Lines from the entries below that hold "this" form the answer; copy all of them.

*THE INPUT:*
▶

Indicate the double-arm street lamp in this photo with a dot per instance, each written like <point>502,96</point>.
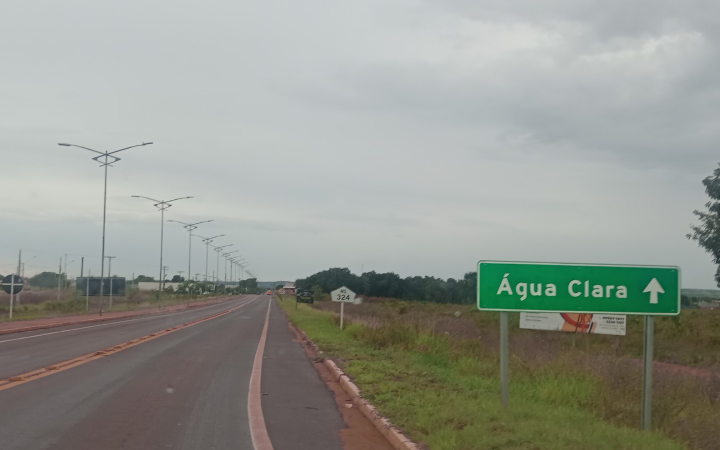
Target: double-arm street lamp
<point>190,227</point>
<point>105,159</point>
<point>207,242</point>
<point>162,206</point>
<point>236,262</point>
<point>225,255</point>
<point>217,266</point>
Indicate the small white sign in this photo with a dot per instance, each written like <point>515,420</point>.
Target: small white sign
<point>343,294</point>
<point>574,323</point>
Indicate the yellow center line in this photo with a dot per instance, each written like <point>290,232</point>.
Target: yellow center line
<point>17,380</point>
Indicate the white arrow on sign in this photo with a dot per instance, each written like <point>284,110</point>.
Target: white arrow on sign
<point>654,289</point>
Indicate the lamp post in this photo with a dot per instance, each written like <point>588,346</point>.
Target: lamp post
<point>207,242</point>
<point>105,159</point>
<point>21,272</point>
<point>217,265</point>
<point>161,205</point>
<point>110,258</point>
<point>190,227</point>
<point>225,255</point>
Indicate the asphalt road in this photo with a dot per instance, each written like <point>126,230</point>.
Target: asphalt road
<point>188,389</point>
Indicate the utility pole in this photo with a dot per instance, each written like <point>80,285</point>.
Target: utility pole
<point>217,266</point>
<point>164,268</point>
<point>21,275</point>
<point>110,258</point>
<point>59,277</point>
<point>162,206</point>
<point>105,163</point>
<point>207,242</point>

◀

*TASK RESULT:*
Indicate the double-arm street lamp in this photo with a dot per instance, each written like <point>502,96</point>.
Indicate the small white sign in this photo with a dot per instance, each written like <point>515,420</point>.
Indicate the yellow center line in this photo with a dot per instance, each written like <point>290,232</point>.
Indicate the white arrow on sign in this photo with a dot per instance, each written like <point>284,110</point>.
Indicate the lamp post in this photo with a dot per instance, each written like <point>588,346</point>.
Indicate the asphalt road in this photo with a dot per instance, each written like <point>126,230</point>.
Indicate the utility pole in this photo with a dot per instance, each written like <point>80,285</point>.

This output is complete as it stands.